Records

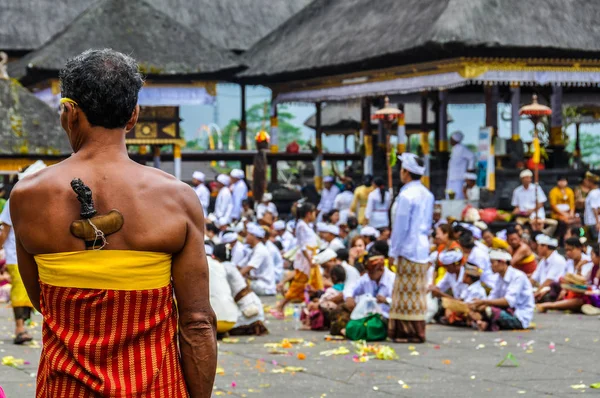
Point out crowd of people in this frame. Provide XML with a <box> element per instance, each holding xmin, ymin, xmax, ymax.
<box><xmin>194</xmin><ymin>148</ymin><xmax>600</xmax><ymax>343</ymax></box>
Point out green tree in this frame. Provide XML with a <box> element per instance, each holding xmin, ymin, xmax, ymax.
<box><xmin>223</xmin><ymin>103</ymin><xmax>306</xmax><ymax>149</ymax></box>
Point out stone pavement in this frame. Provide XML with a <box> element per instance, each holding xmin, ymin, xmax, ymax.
<box><xmin>0</xmin><ymin>300</ymin><xmax>600</xmax><ymax>398</ymax></box>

> [Work to do] Rewrite each line of the listing above as one entry in a numbered list. Skip any blank lines and leave the pictures out.

> [Reply]
1. Point out crowd of people in this frame. Provide XML with a <box> element per instance, each holding xmin, ymin, xmax, ymax.
2. <box><xmin>194</xmin><ymin>148</ymin><xmax>600</xmax><ymax>343</ymax></box>
3. Point out green tree in this frame. Provide XML with a <box> element per instance, each holding xmin, ymin, xmax, ymax.
4. <box><xmin>223</xmin><ymin>103</ymin><xmax>306</xmax><ymax>149</ymax></box>
5. Point out stone pavement in this frame. Provide XML with a <box> element per instance, each holding xmin, ymin, xmax, ymax.
6. <box><xmin>0</xmin><ymin>300</ymin><xmax>600</xmax><ymax>398</ymax></box>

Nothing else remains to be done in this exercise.